-- ACTIONS TO TAKE --
1. In the passage on partial discharge testing, what causes the small electrical sparks in stator windings?
2. Decide whether each statement agrees with the passage on partial discharge testing, and quote the words that decide it: (a) Partial discharge testing is a lagging indicator of machine failure. (b) Stator windings start to deteriorate once sparking occurs. (c) Online monitoring can help plan maintenance based on machine condition.
3. Carry on the passage on partial discharge testing from where it stops.
[SOURCE EXTRACT Boundary: Start]
Partial Discharge Testing Basics
To understand partial discharge testing, it’s best to first understand partial discharge. Partial discharge can be described as small electrical sparks that occur in stator windings whenever there are small air gaps or voids in or around the insulation. Once sparking occurs, the stator windings start to deteriorate. The larger the void in insulation, the larger the possible discharge resulting in possible machine failure.
Why does Partial Discharge Testing Matter?
Partial discharge testing is a leading indicator of machine failure. If left undetected, it can eventually lead to complete deterioration of the electrical insulation which is one of the principal causes for forced outages of generators and motors.
Using online monitoring to identify partial discharge can help avoid service failures, extend the time between rewinds and outages and plan maintenance based on machine condition.
How to Test for Partial Discharge?
[SOURCE EXTRACT Boundary: End]
[PROVIDED MATERIAL Boundary: Start]
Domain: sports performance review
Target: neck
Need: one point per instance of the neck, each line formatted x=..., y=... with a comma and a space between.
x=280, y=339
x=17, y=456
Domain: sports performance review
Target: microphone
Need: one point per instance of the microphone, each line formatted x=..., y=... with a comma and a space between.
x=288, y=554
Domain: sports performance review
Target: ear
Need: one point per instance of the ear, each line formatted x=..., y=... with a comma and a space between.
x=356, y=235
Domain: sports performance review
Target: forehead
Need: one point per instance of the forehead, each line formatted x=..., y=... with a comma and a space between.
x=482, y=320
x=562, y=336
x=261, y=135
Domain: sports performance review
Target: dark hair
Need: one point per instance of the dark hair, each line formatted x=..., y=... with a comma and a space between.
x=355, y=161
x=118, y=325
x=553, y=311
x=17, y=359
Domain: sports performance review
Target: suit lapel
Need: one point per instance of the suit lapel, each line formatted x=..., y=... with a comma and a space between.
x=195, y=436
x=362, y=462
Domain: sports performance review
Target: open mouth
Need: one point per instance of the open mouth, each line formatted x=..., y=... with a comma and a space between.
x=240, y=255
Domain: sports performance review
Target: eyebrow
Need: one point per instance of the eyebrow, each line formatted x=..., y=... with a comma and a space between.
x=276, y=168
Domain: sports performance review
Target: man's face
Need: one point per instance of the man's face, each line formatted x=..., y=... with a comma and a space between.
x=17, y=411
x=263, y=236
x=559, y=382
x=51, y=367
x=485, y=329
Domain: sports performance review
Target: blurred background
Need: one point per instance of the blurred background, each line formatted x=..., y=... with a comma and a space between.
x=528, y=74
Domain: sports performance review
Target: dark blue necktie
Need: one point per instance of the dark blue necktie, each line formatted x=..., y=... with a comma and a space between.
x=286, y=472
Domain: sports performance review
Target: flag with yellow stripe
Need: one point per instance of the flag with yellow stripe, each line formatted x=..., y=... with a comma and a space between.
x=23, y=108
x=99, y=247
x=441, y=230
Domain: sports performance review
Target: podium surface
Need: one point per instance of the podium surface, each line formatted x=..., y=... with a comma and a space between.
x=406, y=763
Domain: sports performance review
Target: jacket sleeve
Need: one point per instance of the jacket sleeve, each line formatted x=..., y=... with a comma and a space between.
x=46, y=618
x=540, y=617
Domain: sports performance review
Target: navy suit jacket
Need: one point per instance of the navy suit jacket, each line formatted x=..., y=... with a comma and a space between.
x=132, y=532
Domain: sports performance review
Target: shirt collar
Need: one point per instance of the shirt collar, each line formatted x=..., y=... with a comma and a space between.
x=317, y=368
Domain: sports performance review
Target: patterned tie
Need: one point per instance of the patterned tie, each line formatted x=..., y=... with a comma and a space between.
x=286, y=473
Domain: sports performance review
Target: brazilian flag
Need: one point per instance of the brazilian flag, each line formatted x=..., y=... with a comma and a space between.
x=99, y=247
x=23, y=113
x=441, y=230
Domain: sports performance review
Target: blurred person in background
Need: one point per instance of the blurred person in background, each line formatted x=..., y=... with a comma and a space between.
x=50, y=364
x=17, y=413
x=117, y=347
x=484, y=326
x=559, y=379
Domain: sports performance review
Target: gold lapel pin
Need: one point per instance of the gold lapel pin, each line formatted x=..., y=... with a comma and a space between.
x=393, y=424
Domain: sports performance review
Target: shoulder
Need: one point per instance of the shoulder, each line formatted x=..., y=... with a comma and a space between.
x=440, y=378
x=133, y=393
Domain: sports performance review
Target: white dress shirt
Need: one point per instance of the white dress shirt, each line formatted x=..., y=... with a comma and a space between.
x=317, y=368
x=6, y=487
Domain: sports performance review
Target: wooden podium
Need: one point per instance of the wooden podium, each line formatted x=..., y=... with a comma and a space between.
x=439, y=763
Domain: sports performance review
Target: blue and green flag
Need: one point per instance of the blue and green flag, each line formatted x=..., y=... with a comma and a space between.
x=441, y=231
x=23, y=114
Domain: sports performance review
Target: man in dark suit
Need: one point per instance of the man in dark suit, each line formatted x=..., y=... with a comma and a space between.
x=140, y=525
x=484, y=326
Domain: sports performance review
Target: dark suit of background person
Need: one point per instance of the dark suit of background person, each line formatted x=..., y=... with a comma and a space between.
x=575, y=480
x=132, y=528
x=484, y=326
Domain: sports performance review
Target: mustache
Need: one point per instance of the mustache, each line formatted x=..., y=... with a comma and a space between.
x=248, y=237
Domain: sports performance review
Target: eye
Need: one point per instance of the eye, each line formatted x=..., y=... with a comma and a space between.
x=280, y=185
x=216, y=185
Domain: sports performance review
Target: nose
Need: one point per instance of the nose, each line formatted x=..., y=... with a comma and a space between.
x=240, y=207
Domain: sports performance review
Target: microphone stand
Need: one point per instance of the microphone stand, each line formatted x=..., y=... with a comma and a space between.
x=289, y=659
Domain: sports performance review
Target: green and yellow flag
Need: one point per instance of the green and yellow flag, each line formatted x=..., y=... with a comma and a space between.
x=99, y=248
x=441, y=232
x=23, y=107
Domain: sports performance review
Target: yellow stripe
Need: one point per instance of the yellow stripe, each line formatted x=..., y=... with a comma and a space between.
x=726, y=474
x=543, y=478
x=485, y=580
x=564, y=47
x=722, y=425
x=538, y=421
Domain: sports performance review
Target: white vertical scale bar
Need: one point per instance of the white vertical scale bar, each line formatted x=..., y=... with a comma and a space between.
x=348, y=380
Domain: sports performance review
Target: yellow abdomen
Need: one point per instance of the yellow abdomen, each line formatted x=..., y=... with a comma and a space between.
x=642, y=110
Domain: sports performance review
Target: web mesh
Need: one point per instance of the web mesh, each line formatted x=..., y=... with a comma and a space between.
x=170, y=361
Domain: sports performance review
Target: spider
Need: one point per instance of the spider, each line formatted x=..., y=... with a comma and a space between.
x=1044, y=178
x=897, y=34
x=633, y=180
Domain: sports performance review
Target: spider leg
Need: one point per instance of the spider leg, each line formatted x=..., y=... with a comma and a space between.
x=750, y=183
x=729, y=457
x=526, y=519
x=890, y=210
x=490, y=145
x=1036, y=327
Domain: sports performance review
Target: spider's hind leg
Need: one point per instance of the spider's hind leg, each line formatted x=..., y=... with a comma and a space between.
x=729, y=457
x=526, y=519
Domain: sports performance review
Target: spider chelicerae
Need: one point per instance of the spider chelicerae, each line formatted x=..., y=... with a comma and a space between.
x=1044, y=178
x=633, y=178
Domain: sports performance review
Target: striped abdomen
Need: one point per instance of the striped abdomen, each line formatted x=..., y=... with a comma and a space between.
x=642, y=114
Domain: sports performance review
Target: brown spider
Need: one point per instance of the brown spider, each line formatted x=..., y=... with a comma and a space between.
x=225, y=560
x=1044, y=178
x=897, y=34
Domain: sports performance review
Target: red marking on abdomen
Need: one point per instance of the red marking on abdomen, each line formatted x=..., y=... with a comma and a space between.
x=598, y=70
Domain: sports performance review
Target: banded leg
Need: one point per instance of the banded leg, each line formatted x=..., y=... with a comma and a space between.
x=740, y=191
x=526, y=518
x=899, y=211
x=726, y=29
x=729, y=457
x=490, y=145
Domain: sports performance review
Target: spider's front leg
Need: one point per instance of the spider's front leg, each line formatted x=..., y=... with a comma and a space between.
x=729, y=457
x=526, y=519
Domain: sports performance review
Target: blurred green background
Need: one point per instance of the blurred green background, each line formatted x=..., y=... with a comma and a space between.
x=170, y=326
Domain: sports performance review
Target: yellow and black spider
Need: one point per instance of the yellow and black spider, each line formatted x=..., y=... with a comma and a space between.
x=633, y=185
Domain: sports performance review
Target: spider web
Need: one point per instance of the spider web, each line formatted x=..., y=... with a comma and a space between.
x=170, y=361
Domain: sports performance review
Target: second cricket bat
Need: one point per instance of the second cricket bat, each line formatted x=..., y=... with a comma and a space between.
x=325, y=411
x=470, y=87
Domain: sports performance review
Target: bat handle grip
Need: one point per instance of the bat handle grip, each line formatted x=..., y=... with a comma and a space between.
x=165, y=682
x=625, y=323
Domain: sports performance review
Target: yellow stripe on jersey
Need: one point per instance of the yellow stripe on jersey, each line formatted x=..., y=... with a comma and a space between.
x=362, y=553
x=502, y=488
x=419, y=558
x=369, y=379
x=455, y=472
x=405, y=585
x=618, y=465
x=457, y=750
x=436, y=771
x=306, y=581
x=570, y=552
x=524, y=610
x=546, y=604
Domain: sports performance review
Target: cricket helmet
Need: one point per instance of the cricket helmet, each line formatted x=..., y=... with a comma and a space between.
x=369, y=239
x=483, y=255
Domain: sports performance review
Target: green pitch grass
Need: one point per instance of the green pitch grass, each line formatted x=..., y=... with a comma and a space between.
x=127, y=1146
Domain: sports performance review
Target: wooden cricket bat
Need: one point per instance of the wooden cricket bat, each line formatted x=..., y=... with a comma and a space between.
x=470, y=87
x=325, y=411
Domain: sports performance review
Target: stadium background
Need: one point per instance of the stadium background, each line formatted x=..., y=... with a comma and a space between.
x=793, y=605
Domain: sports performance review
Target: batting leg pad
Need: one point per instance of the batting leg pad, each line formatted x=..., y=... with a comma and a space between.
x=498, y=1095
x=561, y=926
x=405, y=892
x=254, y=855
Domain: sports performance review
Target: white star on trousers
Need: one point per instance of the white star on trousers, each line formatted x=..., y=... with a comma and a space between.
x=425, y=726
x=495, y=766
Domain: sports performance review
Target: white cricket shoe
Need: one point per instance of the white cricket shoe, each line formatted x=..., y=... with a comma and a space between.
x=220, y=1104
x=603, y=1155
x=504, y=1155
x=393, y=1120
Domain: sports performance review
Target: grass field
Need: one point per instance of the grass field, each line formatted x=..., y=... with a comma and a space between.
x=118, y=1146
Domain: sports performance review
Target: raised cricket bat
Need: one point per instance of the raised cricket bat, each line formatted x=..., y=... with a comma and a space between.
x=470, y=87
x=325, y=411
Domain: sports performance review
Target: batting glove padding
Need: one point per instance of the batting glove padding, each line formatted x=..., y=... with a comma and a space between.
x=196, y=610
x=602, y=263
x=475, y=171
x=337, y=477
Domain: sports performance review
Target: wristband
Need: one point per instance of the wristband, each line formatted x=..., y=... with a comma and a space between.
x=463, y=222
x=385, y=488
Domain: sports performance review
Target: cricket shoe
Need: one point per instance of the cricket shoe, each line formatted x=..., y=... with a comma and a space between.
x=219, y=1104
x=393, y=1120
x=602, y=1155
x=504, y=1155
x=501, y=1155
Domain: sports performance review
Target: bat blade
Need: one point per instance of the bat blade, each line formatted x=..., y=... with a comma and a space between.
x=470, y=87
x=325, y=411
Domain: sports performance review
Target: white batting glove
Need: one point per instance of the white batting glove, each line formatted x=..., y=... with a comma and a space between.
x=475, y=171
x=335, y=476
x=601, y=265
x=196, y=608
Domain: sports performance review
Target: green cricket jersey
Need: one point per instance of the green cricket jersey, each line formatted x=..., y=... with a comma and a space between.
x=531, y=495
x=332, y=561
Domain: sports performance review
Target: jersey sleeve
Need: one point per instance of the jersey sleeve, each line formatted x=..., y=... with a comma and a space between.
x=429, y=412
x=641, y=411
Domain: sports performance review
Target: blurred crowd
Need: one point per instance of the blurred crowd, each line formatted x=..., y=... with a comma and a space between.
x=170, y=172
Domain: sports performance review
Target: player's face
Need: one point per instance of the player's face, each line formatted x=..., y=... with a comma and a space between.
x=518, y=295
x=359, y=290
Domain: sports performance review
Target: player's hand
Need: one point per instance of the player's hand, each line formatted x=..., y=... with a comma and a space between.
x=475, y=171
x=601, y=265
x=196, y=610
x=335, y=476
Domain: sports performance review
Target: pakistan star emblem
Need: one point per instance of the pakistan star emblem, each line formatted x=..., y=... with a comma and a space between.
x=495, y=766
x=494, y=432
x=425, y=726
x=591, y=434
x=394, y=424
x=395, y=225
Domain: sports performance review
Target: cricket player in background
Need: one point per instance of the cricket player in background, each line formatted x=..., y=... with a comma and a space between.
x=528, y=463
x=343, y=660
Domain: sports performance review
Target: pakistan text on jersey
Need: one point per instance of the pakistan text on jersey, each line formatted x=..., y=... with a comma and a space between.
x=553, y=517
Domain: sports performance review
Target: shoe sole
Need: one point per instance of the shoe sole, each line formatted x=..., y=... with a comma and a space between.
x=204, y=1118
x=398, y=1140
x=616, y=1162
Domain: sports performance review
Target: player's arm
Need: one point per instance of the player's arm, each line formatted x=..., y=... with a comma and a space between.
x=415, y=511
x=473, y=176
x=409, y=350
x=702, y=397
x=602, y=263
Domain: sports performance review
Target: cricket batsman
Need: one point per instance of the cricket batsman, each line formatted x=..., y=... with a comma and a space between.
[PROVIDED MATERIAL Boundary: End]
-- RESPONSES TO THE EXERCISE --
1. Small air gaps or voids in or around the insulation.

2.
(a) No: "Partial discharge testing is a leading indicator of machine failure."
(b) Yes: "Once sparking occurs, the stator windings start to deteriorate."
(c) Yes: "plan maintenance based on machine condition"

3.
There are two different methods for partial discharge testing. Off-line measurements occur where the machine is disconnected and the testing occurs from an external source. Online testing occurs when the rotating machine is kept running or energized. Continuous or online measurements are made under real operating conditions; however, noise can be a factor. To circumvent this problem, one would need to ensure that there is adequate distance, and higher filter frequencies are used.
Depending on the size of the asset, partial discharge can be detected using different sensors and monitors. Epoxy-Mica Capacitor (EMC) sensors are typically used on small to medium-sized assets and for larger assets Stator Slot Couplers (SSCs) are used for testing. Diagnostic software is usually added in conjunction with sensors and monitors to truly understand the condition of the insulation.